_About this exercise_
Copy out each line of the material exactly. Pictures do not belong in the copy.

_Record set_

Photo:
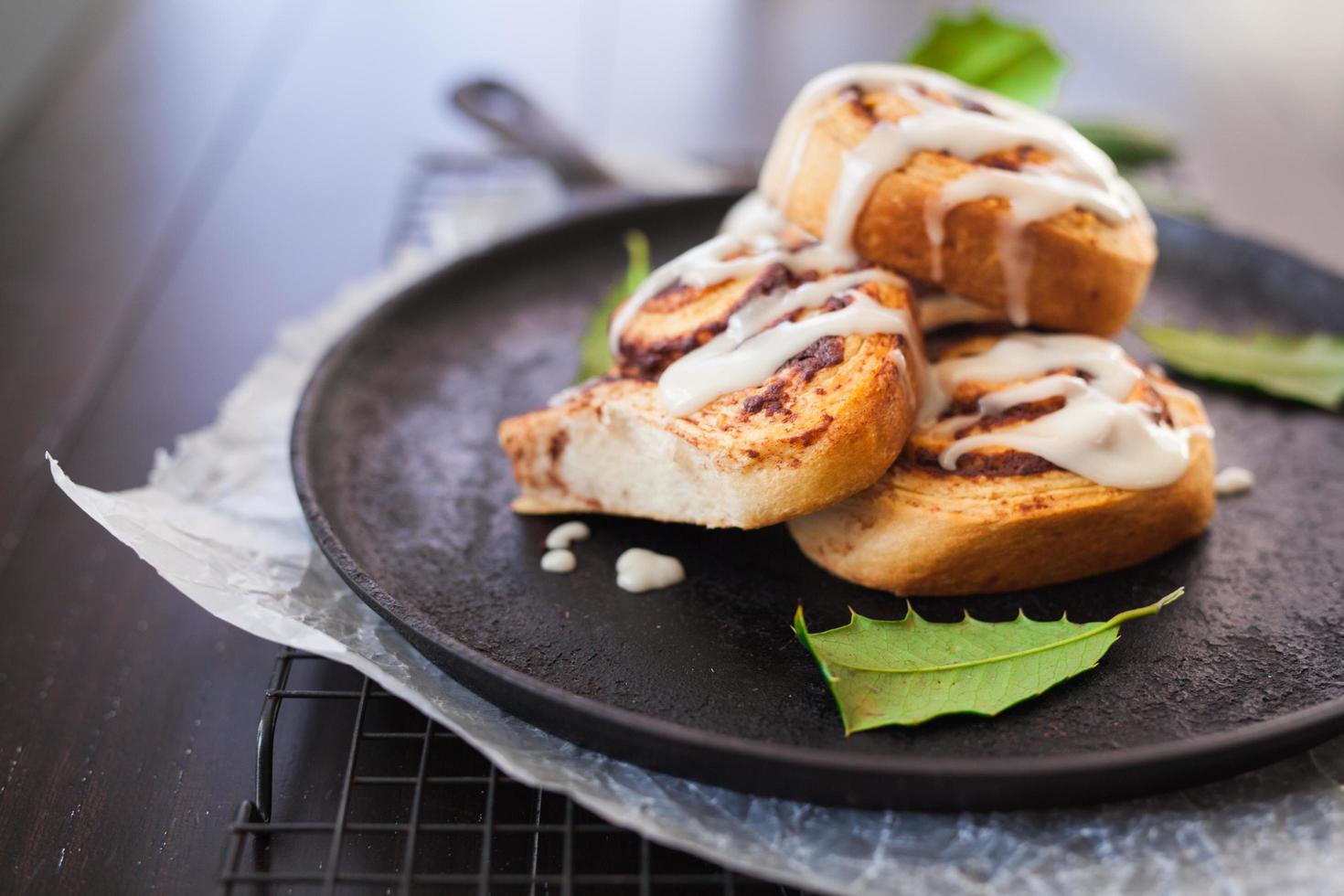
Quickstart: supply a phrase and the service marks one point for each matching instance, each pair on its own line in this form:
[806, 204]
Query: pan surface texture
[403, 484]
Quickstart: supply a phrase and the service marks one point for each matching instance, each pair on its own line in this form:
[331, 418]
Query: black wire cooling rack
[359, 793]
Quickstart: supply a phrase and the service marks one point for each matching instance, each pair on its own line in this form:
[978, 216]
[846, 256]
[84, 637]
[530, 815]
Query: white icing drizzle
[1034, 194]
[1097, 434]
[750, 351]
[1080, 175]
[725, 257]
[643, 570]
[568, 534]
[1234, 480]
[755, 343]
[560, 560]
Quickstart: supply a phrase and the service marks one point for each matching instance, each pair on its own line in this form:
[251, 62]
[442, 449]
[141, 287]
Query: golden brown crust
[827, 425]
[1087, 275]
[1006, 520]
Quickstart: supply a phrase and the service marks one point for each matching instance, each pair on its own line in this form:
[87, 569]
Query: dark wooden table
[191, 174]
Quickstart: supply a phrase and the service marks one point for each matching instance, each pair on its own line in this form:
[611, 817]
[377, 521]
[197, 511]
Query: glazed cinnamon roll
[1038, 460]
[958, 187]
[752, 382]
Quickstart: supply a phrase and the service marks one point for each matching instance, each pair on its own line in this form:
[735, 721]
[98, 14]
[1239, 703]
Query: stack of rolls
[898, 346]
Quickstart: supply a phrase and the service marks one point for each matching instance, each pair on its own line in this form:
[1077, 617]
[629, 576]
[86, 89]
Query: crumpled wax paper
[219, 520]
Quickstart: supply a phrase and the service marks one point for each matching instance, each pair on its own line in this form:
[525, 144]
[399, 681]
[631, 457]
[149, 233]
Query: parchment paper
[219, 520]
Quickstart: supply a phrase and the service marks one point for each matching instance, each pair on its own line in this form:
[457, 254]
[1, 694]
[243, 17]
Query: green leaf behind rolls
[903, 672]
[594, 355]
[1308, 369]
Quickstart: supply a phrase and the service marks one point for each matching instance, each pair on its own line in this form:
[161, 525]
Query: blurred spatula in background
[506, 112]
[523, 126]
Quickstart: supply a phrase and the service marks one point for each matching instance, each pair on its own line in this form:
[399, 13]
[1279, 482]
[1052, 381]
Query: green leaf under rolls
[594, 354]
[903, 672]
[1308, 369]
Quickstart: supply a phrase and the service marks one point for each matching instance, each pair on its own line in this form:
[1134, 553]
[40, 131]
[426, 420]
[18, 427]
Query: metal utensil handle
[517, 119]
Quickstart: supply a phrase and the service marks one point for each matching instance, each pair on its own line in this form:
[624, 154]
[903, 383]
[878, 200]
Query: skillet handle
[512, 116]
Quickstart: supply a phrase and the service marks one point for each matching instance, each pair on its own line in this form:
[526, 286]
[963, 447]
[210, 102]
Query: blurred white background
[1253, 91]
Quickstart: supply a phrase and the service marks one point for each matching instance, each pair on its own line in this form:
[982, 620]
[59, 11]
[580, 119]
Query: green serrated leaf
[1008, 58]
[1128, 145]
[1306, 368]
[594, 354]
[903, 672]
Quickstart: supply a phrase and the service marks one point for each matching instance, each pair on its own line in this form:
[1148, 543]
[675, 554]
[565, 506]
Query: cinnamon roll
[960, 187]
[752, 383]
[1037, 460]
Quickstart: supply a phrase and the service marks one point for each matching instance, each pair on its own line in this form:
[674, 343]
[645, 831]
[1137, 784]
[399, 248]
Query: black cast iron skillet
[400, 475]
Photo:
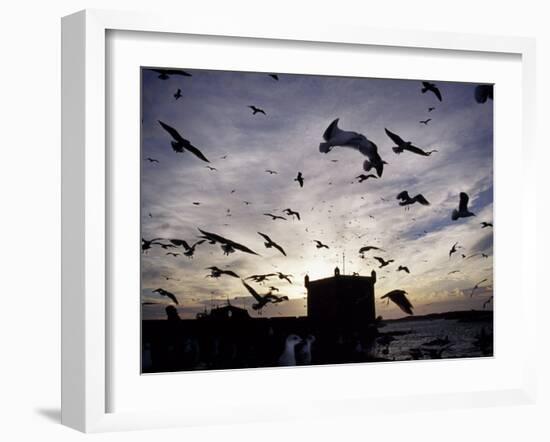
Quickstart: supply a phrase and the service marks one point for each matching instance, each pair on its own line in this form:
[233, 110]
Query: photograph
[306, 219]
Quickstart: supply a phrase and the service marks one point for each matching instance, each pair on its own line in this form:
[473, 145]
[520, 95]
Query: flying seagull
[275, 217]
[262, 300]
[398, 297]
[364, 177]
[256, 110]
[227, 245]
[166, 293]
[403, 145]
[477, 286]
[270, 243]
[180, 144]
[406, 200]
[368, 248]
[164, 74]
[462, 211]
[454, 249]
[483, 92]
[261, 278]
[427, 86]
[290, 212]
[334, 136]
[383, 262]
[216, 272]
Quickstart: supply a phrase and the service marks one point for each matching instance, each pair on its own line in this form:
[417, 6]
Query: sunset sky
[335, 209]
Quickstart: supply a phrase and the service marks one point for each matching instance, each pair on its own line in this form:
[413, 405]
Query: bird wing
[173, 132]
[463, 205]
[331, 129]
[394, 137]
[415, 149]
[196, 152]
[420, 199]
[278, 247]
[267, 238]
[403, 196]
[253, 292]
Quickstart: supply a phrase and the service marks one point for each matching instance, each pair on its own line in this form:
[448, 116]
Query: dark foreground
[213, 344]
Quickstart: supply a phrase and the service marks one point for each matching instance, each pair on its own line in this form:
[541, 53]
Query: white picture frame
[85, 202]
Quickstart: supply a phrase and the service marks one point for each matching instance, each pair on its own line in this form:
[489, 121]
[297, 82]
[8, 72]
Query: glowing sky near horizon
[334, 207]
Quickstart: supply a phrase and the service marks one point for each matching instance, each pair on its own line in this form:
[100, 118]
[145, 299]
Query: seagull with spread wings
[166, 293]
[427, 86]
[334, 136]
[399, 298]
[463, 211]
[180, 144]
[402, 145]
[270, 243]
[228, 246]
[406, 200]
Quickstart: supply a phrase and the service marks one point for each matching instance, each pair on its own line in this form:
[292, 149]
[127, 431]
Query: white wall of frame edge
[85, 408]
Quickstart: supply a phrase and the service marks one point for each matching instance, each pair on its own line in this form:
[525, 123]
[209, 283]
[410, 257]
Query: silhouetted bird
[477, 286]
[483, 92]
[398, 297]
[407, 200]
[256, 110]
[454, 249]
[462, 211]
[180, 144]
[191, 249]
[262, 300]
[270, 243]
[383, 262]
[403, 145]
[261, 278]
[427, 86]
[334, 136]
[364, 177]
[285, 277]
[227, 245]
[275, 217]
[166, 293]
[368, 248]
[216, 272]
[164, 74]
[290, 212]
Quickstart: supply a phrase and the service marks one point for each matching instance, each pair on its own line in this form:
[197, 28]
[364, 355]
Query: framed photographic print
[289, 208]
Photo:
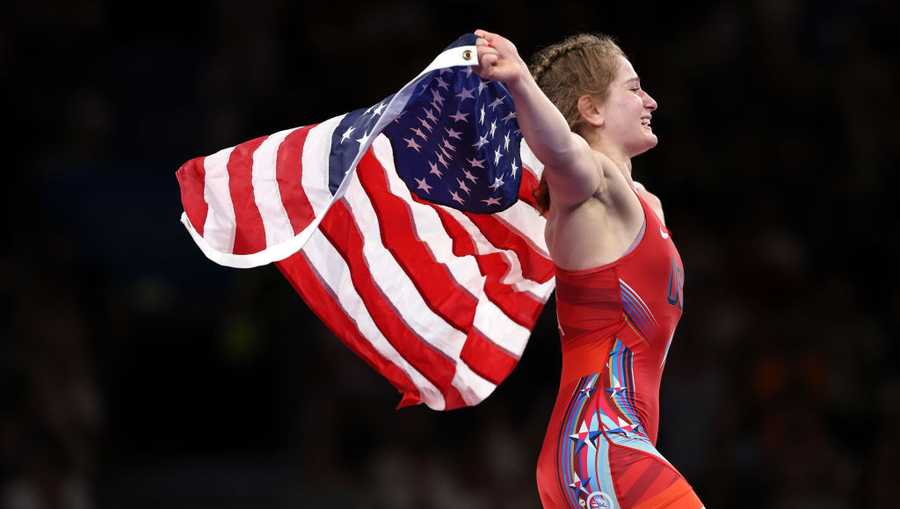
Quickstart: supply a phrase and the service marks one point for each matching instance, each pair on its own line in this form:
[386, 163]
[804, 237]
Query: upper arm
[575, 177]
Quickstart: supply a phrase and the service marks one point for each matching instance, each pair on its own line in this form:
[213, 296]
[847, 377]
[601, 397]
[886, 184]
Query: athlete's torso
[616, 324]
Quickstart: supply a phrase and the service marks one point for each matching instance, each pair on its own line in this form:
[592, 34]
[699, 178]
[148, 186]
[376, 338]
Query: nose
[649, 102]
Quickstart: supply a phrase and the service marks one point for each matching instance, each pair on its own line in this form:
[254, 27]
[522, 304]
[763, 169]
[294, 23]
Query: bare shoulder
[652, 200]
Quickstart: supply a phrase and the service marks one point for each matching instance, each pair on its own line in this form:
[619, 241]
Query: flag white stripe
[499, 328]
[397, 287]
[335, 274]
[471, 387]
[316, 151]
[489, 319]
[483, 246]
[219, 227]
[394, 282]
[266, 193]
[522, 219]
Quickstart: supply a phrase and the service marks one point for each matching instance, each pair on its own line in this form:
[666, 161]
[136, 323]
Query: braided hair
[582, 64]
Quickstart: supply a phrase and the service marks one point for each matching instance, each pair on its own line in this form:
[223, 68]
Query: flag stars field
[462, 316]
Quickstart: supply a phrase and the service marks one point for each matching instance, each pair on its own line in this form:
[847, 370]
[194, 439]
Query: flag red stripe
[324, 304]
[534, 266]
[249, 234]
[432, 279]
[485, 359]
[521, 307]
[340, 229]
[191, 177]
[527, 186]
[288, 170]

_Answer box_
Photo:
Quickstart: supply a phrase and the service marks one point for each matching instance, each pair on its own line in this form:
[806, 204]
Query: pan surface texture
[403, 484]
Quickstart: supply a phrase and the service marks one point for each matching instance, each pair on its own line in this form:
[331, 418]
Query: black wire cooling rack
[359, 793]
Quickstart: supply a phrase and the service marks one point for each matching instance, each pair on its own line in this form:
[978, 216]
[846, 256]
[84, 637]
[530, 815]
Query: white icing drizzle
[1034, 194]
[1097, 434]
[750, 351]
[1080, 175]
[725, 257]
[643, 570]
[568, 534]
[1234, 480]
[755, 343]
[560, 560]
Quickstart: supply a phrase and the service marks one point for each matching instance, each pair on its own line in this form:
[251, 62]
[442, 449]
[141, 287]
Query: golden brown crust
[827, 425]
[1087, 275]
[1006, 520]
Quickstart: supply a phrase and the service marks one point for each matching instance, each pair on its own line in this form:
[87, 569]
Query: dark wooden table
[191, 174]
Quickstart: supply a phrase and the service marks one point for each matching instance, each pair on its own line in this form:
[611, 817]
[377, 521]
[197, 511]
Query: glazed cinnamon roll
[1038, 460]
[958, 187]
[752, 382]
Quickstart: supply a phrase and the service marks one point for each matching instance, each pair on its own line in this form:
[735, 721]
[98, 14]
[1239, 703]
Query: stack of rolls
[898, 346]
Quickstart: supply a phrase and the service marks one point for each matching instance, each pair on its own line in this form:
[1077, 617]
[629, 576]
[86, 89]
Query: crumpled wax paper
[219, 520]
Quickstart: supply a phrase and the service marks one point for each matching instance, each pair on its own line in this form:
[525, 144]
[399, 681]
[631, 457]
[149, 233]
Query: parchment paper
[219, 520]
Quickstart: supply a phrase and the service marks one point for each matching instance, each pair on its own line in this form:
[457, 254]
[1, 694]
[243, 17]
Query: green leaf behind rolls
[903, 672]
[594, 355]
[1308, 369]
Quickstart: supply a phrase and the service marks one point for each matching instance, each pair on its own line in this form:
[161, 525]
Query: blurred spatula in background
[506, 112]
[523, 126]
Quickstart: supply a phrase and the service marks one point for each matching instance, each pair on its own line in this form:
[399, 13]
[1279, 482]
[1052, 381]
Query: green leaf under rolls
[594, 354]
[903, 672]
[1308, 369]
Quickstart: supply a phrase and the service marks one point for each matching instance, each pair on its own line in this form:
[1134, 553]
[40, 131]
[426, 420]
[18, 427]
Query: metal utensil handle
[517, 119]
Quickstart: supply a phrase and the service marks one point for each matching instance, each pair on its own line in this form:
[624, 154]
[903, 383]
[878, 200]
Query: skillet handle
[512, 116]
Quickstart: supply a phrase and the service marks one point for each matching instance, each pair on its own line in this form:
[526, 286]
[963, 447]
[210, 102]
Query: blurred white background
[1253, 91]
Quickstart: supply a phrase and the service marks one point for each matching instance, each pair on its own line in this form:
[982, 620]
[59, 11]
[580, 119]
Query: green serrated leaf
[1008, 58]
[1128, 145]
[1306, 368]
[594, 354]
[903, 672]
Quickstart: supply a phrase and the service marks one point for each matching instance, each pair on its own line in this form:
[1148, 543]
[675, 554]
[565, 506]
Query: cinnamon roll
[960, 187]
[752, 383]
[1037, 460]
Quickstart: supply a phrase and the service marks one point for each matching instance, each pair on its own line in this form:
[674, 343]
[645, 831]
[1137, 784]
[399, 248]
Query: black cast iron skillet
[400, 475]
Photo:
Quickstart: supply a phrase and the service marks one point for each matching instance, each pair on its own line in this form:
[233, 110]
Query: photograph
[306, 219]
Quickstart: supply a phrase and the service marks one point for each matching instance, each pair on its own line in this form:
[473, 145]
[520, 95]
Query: flying seagull
[275, 217]
[262, 300]
[398, 297]
[364, 177]
[256, 110]
[227, 245]
[166, 293]
[403, 145]
[477, 286]
[270, 243]
[180, 144]
[406, 200]
[368, 248]
[164, 74]
[462, 211]
[454, 249]
[483, 92]
[261, 278]
[427, 86]
[290, 212]
[334, 136]
[383, 262]
[216, 272]
Quickstart: supply a phrase and the service marks one point for each matching instance, each pair on its own line in this form:
[417, 6]
Query: sunset sky
[335, 209]
Quickstart: supply a phrase and the service marks one point for each matching instance, each pair on its own line in this form:
[413, 405]
Query: bird wing
[173, 132]
[463, 205]
[331, 129]
[394, 137]
[415, 149]
[196, 152]
[420, 199]
[278, 247]
[267, 238]
[403, 196]
[253, 292]
Quickstart: supply a phrase and the service marks one point for each matching instance, each pair on its own line in this form:
[448, 116]
Query: dark foreground
[213, 344]
Quickstart: supply a phrase and the service marks one point for each matching instance, each pair on its own line in this form:
[541, 53]
Query: white picture frame
[85, 202]
Quickstart: supply a phrase and the service marks one point for each matching instance, each pair on its own line in this form:
[489, 121]
[297, 82]
[8, 72]
Query: glowing sky near horizon
[334, 207]
Quickstart: supply a phrase and the service marks one point for each matching instance, each pair on its own line in this form:
[100, 118]
[145, 299]
Query: seagull with spread wings
[166, 293]
[427, 86]
[334, 136]
[399, 298]
[463, 211]
[180, 144]
[402, 145]
[270, 243]
[228, 246]
[406, 200]
Quickstart: supply a phrase and the service marks one point for each matching instance, each pair on its own line in this form:
[292, 149]
[127, 431]
Query: white wall of frame edge
[85, 408]
Quickstart: supply a phrase and the service marks one point for each matching instance, each pair on its own line in this form:
[525, 123]
[209, 283]
[410, 257]
Query: silhouetted bird
[477, 286]
[483, 92]
[398, 297]
[407, 200]
[256, 110]
[454, 249]
[462, 211]
[180, 144]
[191, 249]
[262, 300]
[270, 243]
[383, 262]
[403, 145]
[261, 278]
[427, 86]
[334, 136]
[364, 177]
[285, 277]
[227, 245]
[275, 217]
[166, 293]
[368, 248]
[216, 272]
[164, 74]
[290, 212]
Quickstart: supply a phrase and the service marks one point for each matching instance, each pair on its own line in this form:
[197, 28]
[364, 355]
Query: framed photographic print
[289, 208]
Photo:
Quickstart: supply a phrase and the service marks one point for each matching instance, each pair on its own line in this form:
[386, 163]
[804, 237]
Query: upper arm
[575, 177]
Quickstart: supply a phrase and the service marks one point for each matching instance, each pair on its own line in this form:
[213, 296]
[847, 377]
[601, 397]
[886, 184]
Query: athlete's torso
[616, 324]
Quickstart: supply a phrase and the service marks one point for each matching instance, each pair on its own line in this form:
[592, 34]
[699, 178]
[148, 186]
[376, 338]
Query: nose
[649, 102]
Quickstart: supply a phrase and the service marks one point for each matching instance, each pair on its own line in this form:
[254, 27]
[522, 304]
[763, 169]
[294, 23]
Query: bare shoulder
[652, 200]
Quickstart: supply a phrase and the service marks one point for each matching instance, each pair on its own line in this form:
[619, 241]
Query: flag white stripe
[499, 328]
[397, 287]
[335, 274]
[471, 387]
[316, 151]
[489, 319]
[483, 246]
[219, 227]
[394, 282]
[266, 193]
[522, 219]
Quickstart: supply a phrase and the service marks one point for each matching instance, each pair on its own line in this form:
[666, 161]
[136, 323]
Query: braided hair
[582, 64]
Quickstart: supply a phrase and the service marks one point for each matching instance, each pair on its own line in this form:
[223, 68]
Query: flag stars field
[462, 316]
Quickstart: supply a phrase and the service marks one point for each matching instance, each pair on its own line in this form:
[847, 370]
[194, 439]
Query: flag red stripe
[324, 304]
[534, 266]
[249, 234]
[432, 279]
[485, 359]
[521, 307]
[340, 229]
[191, 177]
[527, 186]
[288, 170]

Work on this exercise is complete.